Supplied records:
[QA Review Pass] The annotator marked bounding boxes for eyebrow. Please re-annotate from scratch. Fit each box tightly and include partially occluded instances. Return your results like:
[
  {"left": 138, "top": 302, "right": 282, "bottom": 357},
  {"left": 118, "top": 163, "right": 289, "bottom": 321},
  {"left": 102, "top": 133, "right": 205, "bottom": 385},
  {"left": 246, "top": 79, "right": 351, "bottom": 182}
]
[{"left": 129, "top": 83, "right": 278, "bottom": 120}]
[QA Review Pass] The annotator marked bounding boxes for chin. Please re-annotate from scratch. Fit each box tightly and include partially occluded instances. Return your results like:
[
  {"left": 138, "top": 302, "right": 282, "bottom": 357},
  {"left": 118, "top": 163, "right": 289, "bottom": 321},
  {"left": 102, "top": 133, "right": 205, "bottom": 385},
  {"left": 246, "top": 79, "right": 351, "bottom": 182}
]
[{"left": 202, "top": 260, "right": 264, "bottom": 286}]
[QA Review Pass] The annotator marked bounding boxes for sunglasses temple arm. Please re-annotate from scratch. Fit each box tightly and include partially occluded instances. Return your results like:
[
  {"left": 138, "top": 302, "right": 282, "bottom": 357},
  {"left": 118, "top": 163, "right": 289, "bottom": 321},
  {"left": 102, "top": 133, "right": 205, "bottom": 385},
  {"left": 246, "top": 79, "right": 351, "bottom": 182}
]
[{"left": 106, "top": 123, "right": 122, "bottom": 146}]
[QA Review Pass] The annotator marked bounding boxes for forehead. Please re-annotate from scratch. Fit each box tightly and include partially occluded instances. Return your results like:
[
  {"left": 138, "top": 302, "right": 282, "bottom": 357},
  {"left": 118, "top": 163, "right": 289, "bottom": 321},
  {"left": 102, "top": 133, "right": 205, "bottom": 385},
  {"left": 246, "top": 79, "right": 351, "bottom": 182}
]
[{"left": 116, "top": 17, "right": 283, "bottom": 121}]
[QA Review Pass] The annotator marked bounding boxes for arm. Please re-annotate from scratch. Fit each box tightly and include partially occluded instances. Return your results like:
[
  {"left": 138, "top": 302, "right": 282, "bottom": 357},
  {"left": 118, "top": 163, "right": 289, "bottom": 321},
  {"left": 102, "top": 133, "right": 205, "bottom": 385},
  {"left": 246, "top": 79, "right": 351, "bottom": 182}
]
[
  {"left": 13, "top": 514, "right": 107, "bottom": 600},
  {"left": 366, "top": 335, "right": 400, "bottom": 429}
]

What to produce: Please pull out the part of the items that opens with the line containing "[QA Review Pass] The annotator marked bounding boxes for arm." and runs through the end of the items, reproducing every line without any change.

Response for this exercise:
[QA Review Pass] The annotator marked bounding boxes for arm. Please re-annotate from scratch. Fit each box tightly and include partially occluded instances. Return your results like:
[
  {"left": 138, "top": 302, "right": 282, "bottom": 357},
  {"left": 118, "top": 163, "right": 289, "bottom": 321},
  {"left": 102, "top": 133, "right": 205, "bottom": 385},
  {"left": 246, "top": 79, "right": 351, "bottom": 182}
]
[
  {"left": 13, "top": 514, "right": 107, "bottom": 600},
  {"left": 366, "top": 335, "right": 400, "bottom": 429}
]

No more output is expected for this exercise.